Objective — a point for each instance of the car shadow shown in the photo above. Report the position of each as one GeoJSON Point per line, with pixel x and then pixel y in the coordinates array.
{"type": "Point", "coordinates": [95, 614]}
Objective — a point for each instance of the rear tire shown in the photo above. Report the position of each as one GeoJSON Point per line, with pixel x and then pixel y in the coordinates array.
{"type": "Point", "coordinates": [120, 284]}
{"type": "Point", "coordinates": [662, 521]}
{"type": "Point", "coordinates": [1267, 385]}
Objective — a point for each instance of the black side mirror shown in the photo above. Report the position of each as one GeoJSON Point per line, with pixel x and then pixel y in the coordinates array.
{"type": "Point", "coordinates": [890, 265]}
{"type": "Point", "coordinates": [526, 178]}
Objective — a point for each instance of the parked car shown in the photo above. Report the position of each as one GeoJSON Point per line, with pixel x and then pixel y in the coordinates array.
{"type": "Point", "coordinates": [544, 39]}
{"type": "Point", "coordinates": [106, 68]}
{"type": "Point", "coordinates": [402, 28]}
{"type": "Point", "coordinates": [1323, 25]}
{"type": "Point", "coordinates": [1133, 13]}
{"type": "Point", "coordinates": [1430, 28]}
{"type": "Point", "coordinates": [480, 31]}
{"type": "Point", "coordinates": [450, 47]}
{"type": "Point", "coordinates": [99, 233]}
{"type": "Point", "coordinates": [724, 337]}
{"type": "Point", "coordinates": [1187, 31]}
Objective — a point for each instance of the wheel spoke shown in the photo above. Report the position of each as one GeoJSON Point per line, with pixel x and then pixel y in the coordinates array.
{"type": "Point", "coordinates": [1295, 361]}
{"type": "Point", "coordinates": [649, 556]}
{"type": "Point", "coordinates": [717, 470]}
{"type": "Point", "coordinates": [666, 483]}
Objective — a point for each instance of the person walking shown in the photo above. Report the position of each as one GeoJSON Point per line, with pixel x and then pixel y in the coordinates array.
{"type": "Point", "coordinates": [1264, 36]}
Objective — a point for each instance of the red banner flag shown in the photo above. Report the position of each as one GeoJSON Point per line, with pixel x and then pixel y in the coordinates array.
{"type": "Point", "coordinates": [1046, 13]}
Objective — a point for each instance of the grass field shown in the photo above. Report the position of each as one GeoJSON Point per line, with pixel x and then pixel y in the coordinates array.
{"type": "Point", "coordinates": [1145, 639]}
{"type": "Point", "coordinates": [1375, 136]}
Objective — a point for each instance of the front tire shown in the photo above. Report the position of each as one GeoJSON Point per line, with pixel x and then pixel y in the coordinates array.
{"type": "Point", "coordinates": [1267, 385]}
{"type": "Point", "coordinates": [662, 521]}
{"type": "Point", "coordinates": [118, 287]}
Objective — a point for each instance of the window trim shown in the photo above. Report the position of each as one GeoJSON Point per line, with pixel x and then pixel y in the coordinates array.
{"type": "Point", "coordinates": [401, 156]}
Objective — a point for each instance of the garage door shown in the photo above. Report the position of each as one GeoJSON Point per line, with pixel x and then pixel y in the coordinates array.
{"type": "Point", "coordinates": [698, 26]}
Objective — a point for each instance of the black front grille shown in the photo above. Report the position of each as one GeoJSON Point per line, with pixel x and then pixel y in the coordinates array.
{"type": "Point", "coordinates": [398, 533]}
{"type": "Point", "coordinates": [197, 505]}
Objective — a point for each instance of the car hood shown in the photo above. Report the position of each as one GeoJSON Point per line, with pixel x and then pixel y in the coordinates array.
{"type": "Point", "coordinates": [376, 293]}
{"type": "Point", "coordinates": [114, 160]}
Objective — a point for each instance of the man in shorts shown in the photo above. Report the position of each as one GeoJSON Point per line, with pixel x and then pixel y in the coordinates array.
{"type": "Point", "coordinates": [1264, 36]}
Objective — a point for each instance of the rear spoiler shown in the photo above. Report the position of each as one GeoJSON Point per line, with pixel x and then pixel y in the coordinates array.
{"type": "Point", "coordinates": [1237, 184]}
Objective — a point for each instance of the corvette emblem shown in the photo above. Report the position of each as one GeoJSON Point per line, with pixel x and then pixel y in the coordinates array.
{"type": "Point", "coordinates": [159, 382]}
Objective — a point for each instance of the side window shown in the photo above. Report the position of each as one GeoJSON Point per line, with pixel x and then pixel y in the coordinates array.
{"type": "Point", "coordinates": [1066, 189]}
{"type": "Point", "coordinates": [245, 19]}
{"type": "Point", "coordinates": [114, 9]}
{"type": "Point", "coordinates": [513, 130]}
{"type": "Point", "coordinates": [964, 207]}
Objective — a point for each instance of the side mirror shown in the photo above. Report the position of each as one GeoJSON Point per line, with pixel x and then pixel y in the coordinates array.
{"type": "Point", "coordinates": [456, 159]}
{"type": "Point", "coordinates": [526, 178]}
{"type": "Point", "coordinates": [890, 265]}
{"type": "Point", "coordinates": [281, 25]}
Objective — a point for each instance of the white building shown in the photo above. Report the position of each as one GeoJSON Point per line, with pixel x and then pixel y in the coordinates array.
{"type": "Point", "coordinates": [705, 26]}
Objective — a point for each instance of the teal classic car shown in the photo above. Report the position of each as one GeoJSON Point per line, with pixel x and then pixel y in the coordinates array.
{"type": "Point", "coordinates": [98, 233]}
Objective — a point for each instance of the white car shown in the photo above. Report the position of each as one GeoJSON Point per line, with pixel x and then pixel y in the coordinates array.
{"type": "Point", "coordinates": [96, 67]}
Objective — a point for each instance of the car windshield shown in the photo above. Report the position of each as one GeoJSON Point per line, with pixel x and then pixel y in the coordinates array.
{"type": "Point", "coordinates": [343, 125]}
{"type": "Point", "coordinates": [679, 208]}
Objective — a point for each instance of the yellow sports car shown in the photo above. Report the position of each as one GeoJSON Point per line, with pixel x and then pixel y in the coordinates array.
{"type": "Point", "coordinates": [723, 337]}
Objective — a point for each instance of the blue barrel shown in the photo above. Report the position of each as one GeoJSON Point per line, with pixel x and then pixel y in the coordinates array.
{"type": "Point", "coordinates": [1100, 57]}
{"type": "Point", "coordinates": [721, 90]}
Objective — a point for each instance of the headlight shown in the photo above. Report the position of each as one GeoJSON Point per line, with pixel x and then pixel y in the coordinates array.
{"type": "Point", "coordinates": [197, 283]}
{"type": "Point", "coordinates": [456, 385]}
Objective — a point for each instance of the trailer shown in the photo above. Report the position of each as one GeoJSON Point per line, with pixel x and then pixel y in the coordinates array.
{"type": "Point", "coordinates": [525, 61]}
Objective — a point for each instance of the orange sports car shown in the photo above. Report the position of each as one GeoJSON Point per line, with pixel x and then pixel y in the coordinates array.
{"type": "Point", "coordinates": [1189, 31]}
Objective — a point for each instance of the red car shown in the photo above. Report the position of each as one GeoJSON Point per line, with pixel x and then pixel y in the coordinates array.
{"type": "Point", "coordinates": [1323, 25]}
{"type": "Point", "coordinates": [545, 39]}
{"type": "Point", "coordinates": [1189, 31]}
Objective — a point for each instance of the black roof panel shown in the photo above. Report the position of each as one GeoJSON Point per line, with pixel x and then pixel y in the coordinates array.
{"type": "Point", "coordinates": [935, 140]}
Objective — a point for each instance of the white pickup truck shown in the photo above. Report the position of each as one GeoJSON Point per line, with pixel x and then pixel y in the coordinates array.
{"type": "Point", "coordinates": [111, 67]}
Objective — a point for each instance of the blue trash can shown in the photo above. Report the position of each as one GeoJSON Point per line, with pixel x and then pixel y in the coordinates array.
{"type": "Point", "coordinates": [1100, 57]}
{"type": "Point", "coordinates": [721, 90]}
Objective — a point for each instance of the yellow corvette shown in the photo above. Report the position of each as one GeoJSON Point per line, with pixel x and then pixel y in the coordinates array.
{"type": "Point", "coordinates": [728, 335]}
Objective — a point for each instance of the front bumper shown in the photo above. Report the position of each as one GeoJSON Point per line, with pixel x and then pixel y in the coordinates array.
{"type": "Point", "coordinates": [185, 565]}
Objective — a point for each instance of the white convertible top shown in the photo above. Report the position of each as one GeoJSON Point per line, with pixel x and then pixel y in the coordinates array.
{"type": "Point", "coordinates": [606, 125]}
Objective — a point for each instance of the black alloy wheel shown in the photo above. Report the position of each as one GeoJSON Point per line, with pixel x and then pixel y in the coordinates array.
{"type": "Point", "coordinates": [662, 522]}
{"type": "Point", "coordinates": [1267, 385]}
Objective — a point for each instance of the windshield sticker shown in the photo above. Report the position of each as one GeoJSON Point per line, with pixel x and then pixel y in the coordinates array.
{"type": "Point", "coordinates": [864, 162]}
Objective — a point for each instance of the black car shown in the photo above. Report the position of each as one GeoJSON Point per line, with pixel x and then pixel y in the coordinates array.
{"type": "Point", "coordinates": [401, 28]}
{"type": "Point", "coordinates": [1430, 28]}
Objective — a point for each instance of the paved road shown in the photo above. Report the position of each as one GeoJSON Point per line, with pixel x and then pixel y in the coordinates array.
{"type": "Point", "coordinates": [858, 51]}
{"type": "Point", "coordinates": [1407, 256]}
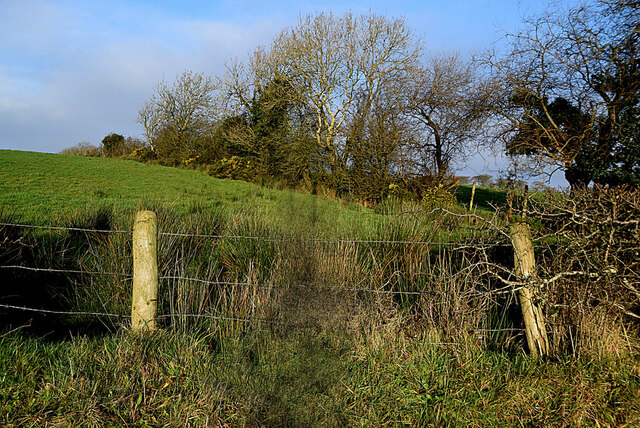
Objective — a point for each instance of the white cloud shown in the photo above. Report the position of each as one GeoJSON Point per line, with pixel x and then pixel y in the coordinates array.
{"type": "Point", "coordinates": [73, 72]}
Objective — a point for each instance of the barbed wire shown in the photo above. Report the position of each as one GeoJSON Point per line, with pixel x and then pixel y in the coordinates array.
{"type": "Point", "coordinates": [271, 286]}
{"type": "Point", "coordinates": [58, 312]}
{"type": "Point", "coordinates": [75, 229]}
{"type": "Point", "coordinates": [205, 316]}
{"type": "Point", "coordinates": [455, 245]}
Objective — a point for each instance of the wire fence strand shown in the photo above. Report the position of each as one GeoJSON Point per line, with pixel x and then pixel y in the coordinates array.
{"type": "Point", "coordinates": [455, 245]}
{"type": "Point", "coordinates": [73, 271]}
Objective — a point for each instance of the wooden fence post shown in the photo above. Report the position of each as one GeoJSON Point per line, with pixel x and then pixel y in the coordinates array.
{"type": "Point", "coordinates": [145, 272]}
{"type": "Point", "coordinates": [473, 193]}
{"type": "Point", "coordinates": [525, 264]}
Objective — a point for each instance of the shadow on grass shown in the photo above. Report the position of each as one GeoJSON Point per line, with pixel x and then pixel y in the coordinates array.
{"type": "Point", "coordinates": [485, 197]}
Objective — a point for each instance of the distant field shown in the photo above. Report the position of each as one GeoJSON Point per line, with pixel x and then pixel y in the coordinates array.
{"type": "Point", "coordinates": [45, 188]}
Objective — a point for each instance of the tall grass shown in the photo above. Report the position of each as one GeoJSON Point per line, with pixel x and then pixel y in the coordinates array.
{"type": "Point", "coordinates": [287, 325]}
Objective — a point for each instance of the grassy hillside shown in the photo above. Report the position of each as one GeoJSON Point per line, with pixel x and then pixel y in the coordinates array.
{"type": "Point", "coordinates": [267, 332]}
{"type": "Point", "coordinates": [43, 188]}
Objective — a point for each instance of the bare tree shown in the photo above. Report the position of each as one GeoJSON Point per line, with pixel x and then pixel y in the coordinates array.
{"type": "Point", "coordinates": [338, 67]}
{"type": "Point", "coordinates": [565, 83]}
{"type": "Point", "coordinates": [449, 105]}
{"type": "Point", "coordinates": [178, 115]}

## Work task
Starting with the line that contains "Objective — a point for each instance of the shadow", return each line through the last one of the data above, exactly as written and nothing more.

## Finished exercise
Objective — a point for each instance of the shadow on grass shown in the photo above. Report the position of each as one GeoJSON Point per line, with pixel x and then pixel y in the coordinates array.
{"type": "Point", "coordinates": [485, 197]}
Objective — a point for each instance of the distant field shown in the photo above. Report the position of each as one GeoJSON Point per line, with pixel x and then pixel y in the coordinates array.
{"type": "Point", "coordinates": [45, 188]}
Objective — a point for each instance of the tall grass shown in the photo above. Report the position of each as one GeoJSON Point per line, with pixel x and then pixel y in the coordinates array.
{"type": "Point", "coordinates": [287, 325]}
Objective — a point for each instance of the grassy hillside shown in the photo above. Report the position of each as one GeoJSON Point per line, with pixel x and then pixel y in the coordinates array.
{"type": "Point", "coordinates": [267, 332]}
{"type": "Point", "coordinates": [43, 188]}
Objective — a point for each instance of the bare tree shown in the photo above. Report the position of each as one GeoJSON Point per line, with pixel x and then pixel y in the coordinates array.
{"type": "Point", "coordinates": [338, 67]}
{"type": "Point", "coordinates": [565, 83]}
{"type": "Point", "coordinates": [449, 105]}
{"type": "Point", "coordinates": [178, 115]}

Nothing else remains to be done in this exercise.